(Aufgaben)
1 – Wie viele slowakische Städte bewarben sich laut Dokumentauszug im Jahr 2007 um den Titel »Europäische Kulturhauptstadt 2013«?
2 – Fasse den Dokumentauszug über Košice als Kulturhauptstadt in genau zwei Sätzen zusammen.
3 – Gib den Dokumentauszug wörtlich wieder, beginnend bei „Ostslowakische Stahlmetropole begeht“ und endend bei „eine intensive Partnerschaft.“.

(Dokumentauszug)
+===+

Ostslowakische Stahlmetropole begeht den Auftakt des Jahres als Europäische Kulturhauptstadt

Von Jindra Kolar, Prag *

Košice feiert am Sonnabend, eine Woche nach Marseille, die Eröffnung des Jahres der Kulturhauptstadt Europas. Es hofft mit der Auszeichnung Anschluss an die Metropolen des Westens zu gewinnen und den Tourismus ankurbeln zu können.

Neun slowakische Städte hatten sich im Jahr 2007 um den Titel »Europäische Kulturhauptstadt 2013« beworben - das ostslowakische Košice hat den Sieg davongetragen. In die letzte Phase der Ausschreibung waren die Nachbarstädte Prešov und Košice gelangt. Die frühere Stahlmetropole im Osten der Slowakei hat dank ihres Kulturplans überzeugen können. Für Prešov ergaben sich dennoch kaum Nachteile, denn beide Städte vereinbarten eine intensive Partnerschaft.

+===+

(Zeilen)
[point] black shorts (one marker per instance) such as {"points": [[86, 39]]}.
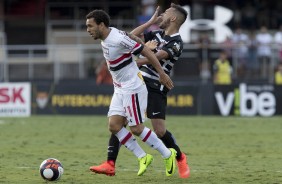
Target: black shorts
{"points": [[157, 99]]}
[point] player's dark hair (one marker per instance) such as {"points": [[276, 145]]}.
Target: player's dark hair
{"points": [[99, 16], [180, 10]]}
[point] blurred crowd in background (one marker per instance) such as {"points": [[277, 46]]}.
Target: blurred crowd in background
{"points": [[254, 51]]}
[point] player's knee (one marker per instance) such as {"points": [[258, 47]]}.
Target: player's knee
{"points": [[137, 130], [114, 128], [159, 132]]}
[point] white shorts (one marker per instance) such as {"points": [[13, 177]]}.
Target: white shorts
{"points": [[131, 106]]}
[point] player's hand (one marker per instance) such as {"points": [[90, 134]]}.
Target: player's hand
{"points": [[165, 80], [155, 18], [152, 45]]}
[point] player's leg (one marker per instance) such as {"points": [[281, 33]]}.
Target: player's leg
{"points": [[157, 102], [108, 167], [136, 115], [116, 126], [170, 142]]}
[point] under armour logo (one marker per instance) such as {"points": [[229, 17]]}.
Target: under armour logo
{"points": [[222, 15]]}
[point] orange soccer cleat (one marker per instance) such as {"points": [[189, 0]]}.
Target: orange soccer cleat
{"points": [[107, 168], [183, 168]]}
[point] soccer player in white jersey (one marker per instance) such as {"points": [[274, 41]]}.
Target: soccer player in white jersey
{"points": [[129, 101], [167, 46]]}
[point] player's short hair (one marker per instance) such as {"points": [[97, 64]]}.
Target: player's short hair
{"points": [[181, 11], [99, 16]]}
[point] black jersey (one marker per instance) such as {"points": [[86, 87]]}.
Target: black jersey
{"points": [[172, 44]]}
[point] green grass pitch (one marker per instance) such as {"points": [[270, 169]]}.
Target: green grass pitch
{"points": [[220, 150]]}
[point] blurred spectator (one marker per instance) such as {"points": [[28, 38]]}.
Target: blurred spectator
{"points": [[252, 63], [227, 46], [248, 16], [148, 8], [278, 74], [264, 40], [204, 42], [278, 41], [240, 41], [222, 70]]}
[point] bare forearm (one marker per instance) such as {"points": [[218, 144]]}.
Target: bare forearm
{"points": [[140, 29], [152, 59], [135, 38]]}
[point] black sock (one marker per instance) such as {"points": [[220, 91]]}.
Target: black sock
{"points": [[113, 148], [170, 142]]}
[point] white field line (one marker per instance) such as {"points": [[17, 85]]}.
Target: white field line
{"points": [[157, 170]]}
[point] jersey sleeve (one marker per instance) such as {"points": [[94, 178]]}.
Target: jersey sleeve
{"points": [[130, 45], [148, 36], [173, 48]]}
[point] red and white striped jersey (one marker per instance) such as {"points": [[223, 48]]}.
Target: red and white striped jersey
{"points": [[118, 49]]}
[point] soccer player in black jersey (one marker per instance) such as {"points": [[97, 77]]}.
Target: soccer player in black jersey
{"points": [[167, 46]]}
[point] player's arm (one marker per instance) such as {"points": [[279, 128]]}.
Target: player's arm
{"points": [[140, 29], [161, 54], [152, 59], [135, 38]]}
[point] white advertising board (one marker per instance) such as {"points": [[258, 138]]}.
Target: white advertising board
{"points": [[15, 99]]}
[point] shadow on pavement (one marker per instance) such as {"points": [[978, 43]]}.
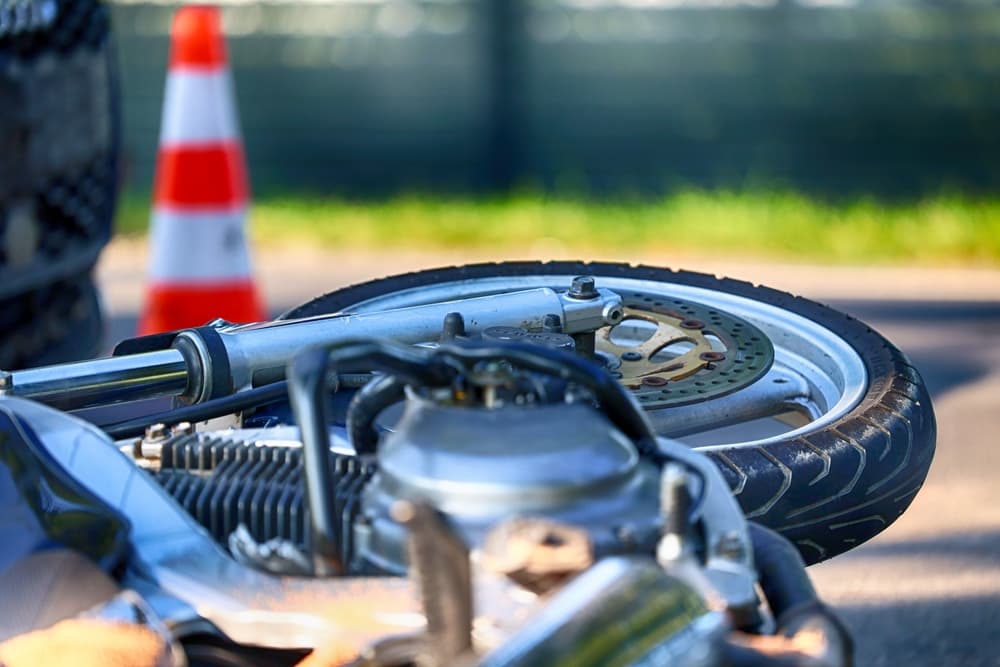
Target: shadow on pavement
{"points": [[951, 632]]}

+===+

(Lösungen)
1 – Neun slowakische Städte.

2 – Košice feiert eine Woche nach Marseille die Eröffnung seines Jahres als Kulturhauptstadt Europas und hofft, damit Anschluss an die Metropolen des Westens zu gewinnen und den Tourismus anzukurbeln. Die frühere Stahlmetropole im Osten der Slowakei setzte sich dank ihres Kulturplans unter neun slowakischen Bewerberstädten durch, zuletzt gegen die Nachbarstadt Prešov, mit der sie eine intensive Partnerschaft vereinbarte.

3 –
Ostslowakische Stahlmetropole begeht den Auftakt des Jahres als Europäische Kulturhauptstadt

Von Jindra Kolar, Prag *

Košice feiert am Sonnabend, eine Woche nach Marseille, die Eröffnung des Jahres der Kulturhauptstadt Europas. Es hofft mit der Auszeichnung Anschluss an die Metropolen des Westens zu gewinnen und den Tourismus ankurbeln zu können.

Neun slowakische Städte hatten sich im Jahr 2007 um den Titel »Europäische Kulturhauptstadt 2013« beworben - das ostslowakische Košice hat den Sieg davongetragen. In die letzte Phase der Ausschreibung waren die Nachbarstädte Prešov und Košice gelangt. Die frühere Stahlmetropole im Osten der Slowakei hat dank ihres Kulturplans überzeugen können. Für Prešov ergaben sich dennoch kaum Nachteile, denn beide Städte vereinbarten eine intensive Partnerschaft.